◆ **TEXTO PROPORCIONADO**:

Contra lo que un cierto periodismo ha tratado de imponer, el cierre careció de las aristas violentas que se ha tratado de subrayar. Sobre el final, pero una vez más, una combinación objetiva entre la «ley de hierro» partisana de las oligarquías y ese realismo desencantado, casi helado, que practican quienes, al cabo de casi 40 años, monopolizan la conducción de las principales fuerzas políticas.
La lógica utilizada no fue la de las ilusiones regeneracionistas prometidas por el régimen legal. Fue más bien la lógica de fría de los números, tanto de las encuestas como de los muchos sensores alternativos, sobre todo económicos, con que en estos niveles se acostumbra a manejarse este nivel decisorio de la oligarquía política.
Desde la perspectiva de una dirigencia desencantada y ya muy poco sensible a los cantos de sirenas, la política ha dejado hace tiempo de expresar un imperativo moral. Es mas bien un ejercicio de gestión eficiente de la complejidad, en un clima de época desde hace ya tiempo desbordado por una sobrecarga en las exigencias de la demanda social. Es esta una tarea solo apta para profesionales, capaces de construir, más allá de todo voluntarismo y por sobre las dimensiones más bien aritméticas de la coyuntura, esa geometría variable de nuevos espacios dinámicos y cambiantes, casi inaccesible para la capacidad media de comprensión de los ciudadanos comunes. De lo que se trata siempre, es de prometer cambios – la gente siempre vota cambios- para que, en el fondo, nada cambie.
De allí tal vez la importancia que esta vez todos reconocieron a la inteligencia experta y consejo de los gobernadores. La decisión de la mayor parte de las provincias de adelantar sus elecciones para preservar a las provincias del efecto tóxico de la política nacional fue un llamado estridente a la reflexión. En los últimos dos periodos de gobierno, los gobernadores -todos ellos, sin excepción- no solo han logrado revalidar títulos como gestores. También han logrado consolidar alianzas gubernativas en general respetuosas de la oposición y, sobre todo, de los equilibrios fundamentales de la economía.

◆ **INSTRUCCIÓN A**: Busca todas las filas que contienen la palabra "wooden" y cópialas completas.
El texto y las filas son materiales independientes entre sí.

◆ **Fragmentos de datos de anotación de puntos**:

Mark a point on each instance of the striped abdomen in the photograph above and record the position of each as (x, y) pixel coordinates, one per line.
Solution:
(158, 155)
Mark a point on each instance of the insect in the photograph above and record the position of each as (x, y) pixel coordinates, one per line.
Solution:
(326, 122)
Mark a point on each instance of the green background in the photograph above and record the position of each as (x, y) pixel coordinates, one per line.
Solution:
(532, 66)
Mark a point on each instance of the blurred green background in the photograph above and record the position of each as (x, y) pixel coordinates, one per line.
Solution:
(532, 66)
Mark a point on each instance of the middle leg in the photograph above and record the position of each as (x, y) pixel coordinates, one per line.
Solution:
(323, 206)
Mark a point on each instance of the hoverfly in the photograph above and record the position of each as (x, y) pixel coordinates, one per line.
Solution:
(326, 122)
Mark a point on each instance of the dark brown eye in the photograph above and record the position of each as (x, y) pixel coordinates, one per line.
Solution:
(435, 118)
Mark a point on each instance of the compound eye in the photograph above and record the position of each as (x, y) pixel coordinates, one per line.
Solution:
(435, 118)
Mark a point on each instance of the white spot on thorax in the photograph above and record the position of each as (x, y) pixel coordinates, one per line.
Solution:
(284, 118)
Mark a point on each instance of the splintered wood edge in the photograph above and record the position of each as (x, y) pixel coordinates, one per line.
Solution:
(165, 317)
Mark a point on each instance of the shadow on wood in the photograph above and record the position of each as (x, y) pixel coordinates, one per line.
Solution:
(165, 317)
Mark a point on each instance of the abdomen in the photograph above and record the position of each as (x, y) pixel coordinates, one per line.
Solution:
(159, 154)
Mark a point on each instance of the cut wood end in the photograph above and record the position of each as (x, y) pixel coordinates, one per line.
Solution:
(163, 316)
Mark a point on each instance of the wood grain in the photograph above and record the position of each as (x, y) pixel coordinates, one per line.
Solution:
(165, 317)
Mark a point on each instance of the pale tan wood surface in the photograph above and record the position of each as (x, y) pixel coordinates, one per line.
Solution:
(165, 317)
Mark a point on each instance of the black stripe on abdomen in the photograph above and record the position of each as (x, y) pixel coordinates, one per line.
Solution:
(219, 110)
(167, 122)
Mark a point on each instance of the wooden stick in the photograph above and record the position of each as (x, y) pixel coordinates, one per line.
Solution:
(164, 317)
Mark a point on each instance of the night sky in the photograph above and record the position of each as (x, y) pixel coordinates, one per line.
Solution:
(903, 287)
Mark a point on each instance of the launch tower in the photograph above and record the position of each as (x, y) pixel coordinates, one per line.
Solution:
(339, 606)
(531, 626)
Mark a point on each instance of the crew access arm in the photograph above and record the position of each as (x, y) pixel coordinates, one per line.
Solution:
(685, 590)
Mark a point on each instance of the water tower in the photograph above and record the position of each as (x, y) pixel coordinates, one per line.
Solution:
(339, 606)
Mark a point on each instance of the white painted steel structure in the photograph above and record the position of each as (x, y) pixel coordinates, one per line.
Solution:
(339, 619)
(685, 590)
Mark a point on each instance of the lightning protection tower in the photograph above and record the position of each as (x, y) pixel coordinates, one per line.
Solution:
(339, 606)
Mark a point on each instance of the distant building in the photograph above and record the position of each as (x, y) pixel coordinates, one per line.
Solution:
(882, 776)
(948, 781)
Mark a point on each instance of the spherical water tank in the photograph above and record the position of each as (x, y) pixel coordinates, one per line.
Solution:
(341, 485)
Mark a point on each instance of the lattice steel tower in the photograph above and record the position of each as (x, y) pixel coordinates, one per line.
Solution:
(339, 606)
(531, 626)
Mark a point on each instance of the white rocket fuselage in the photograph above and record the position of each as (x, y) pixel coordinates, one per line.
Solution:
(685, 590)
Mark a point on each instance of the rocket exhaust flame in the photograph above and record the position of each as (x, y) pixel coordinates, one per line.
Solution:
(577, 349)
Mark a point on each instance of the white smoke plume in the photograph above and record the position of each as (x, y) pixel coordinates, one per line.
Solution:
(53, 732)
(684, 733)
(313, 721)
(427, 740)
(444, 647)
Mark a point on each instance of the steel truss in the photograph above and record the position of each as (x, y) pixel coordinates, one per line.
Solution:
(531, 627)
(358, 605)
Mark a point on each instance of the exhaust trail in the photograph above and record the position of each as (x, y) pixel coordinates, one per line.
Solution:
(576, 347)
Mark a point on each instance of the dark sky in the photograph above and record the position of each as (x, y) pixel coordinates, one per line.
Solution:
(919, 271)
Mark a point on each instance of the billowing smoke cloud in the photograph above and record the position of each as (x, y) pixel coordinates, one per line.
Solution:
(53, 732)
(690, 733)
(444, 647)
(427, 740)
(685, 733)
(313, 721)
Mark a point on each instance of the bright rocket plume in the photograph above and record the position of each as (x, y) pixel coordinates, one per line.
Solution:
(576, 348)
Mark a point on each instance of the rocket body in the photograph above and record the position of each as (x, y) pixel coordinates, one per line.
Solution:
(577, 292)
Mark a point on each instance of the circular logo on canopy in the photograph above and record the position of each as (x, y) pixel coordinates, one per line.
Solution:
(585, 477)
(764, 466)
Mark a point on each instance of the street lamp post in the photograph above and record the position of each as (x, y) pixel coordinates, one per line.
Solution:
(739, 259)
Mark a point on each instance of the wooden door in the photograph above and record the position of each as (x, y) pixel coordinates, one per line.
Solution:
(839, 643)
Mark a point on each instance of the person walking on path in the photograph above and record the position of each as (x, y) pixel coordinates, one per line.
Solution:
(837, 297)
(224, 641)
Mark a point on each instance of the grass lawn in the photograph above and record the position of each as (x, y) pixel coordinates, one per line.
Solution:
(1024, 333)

◆ **INSTRUCCIÓN B**: Prolonga el texto sobre la dirigencia política y los gobernadores a partir de su última oración.

◆ **RESULTADO FINAL A**:
Mark a point on each instance of the wooden stick in the photograph above and record the position of each as (x, y) pixel coordinates, one per line.
Mark a point on each instance of the wooden door in the photograph above and record the position of each as (x, y) pixel coordinates, one per line.

◆ **RESULTADO FINAL B**:
De allí el predicamento de gobernadores de todos los signos políticos, que han operado esta vez como árbitros y moderadores en un conflicto casi sin reglas ni protocolos de resolución como el que enfrenta a los principales candidatos. La presión ejercida por los gobernadores en favor de la candidatura del Ministro de Economía no se apoyó tanto en sus atributos personales y funcionales como candidato. Primo más bien el convencimiento de que la competencia difícilmente fortalezca al conjunto. Sobran las evidencias en el sentido de que la política es incapaz de transformar un conflicto profundo entre candidatos en un resultado posterior virtuoso para el conjunto. Esto solo podría ocurrir si la competencia se desarrollara entre candidatos y votantes que comparten un fuerte sentido de pertenencia común a un partido o espacio identitario común. Es muy difícil que ocurra en una cultura política como la argentina, en la que ocho de cada diez ciudadanos se declaran independiente de cualquier compromiso partidario permanente.
Una de las mayores objeciones formuladas desde la doctrina especializada fue precisamente la relativa al riesgo de fragmentación y consiguiente debilitamiento de los partidos.
Este es, sin embargo, el efecto tal vez más negativo de la experiencia. Las PASO no solo no ampliaron el horizonte de la política. Mas bien lo estrecharon hasta hacerlo intransitable. La suerte corrida con candidatos independientes tanto en el nivel nacional como provincial y municipal suministra ejemplos notables. Una lectura astuta de los principales referentes de la oposición , los llevo, por ejemplo, a cooptar a figuras independientes que sorprendieron en las últimas elecciones intermedias.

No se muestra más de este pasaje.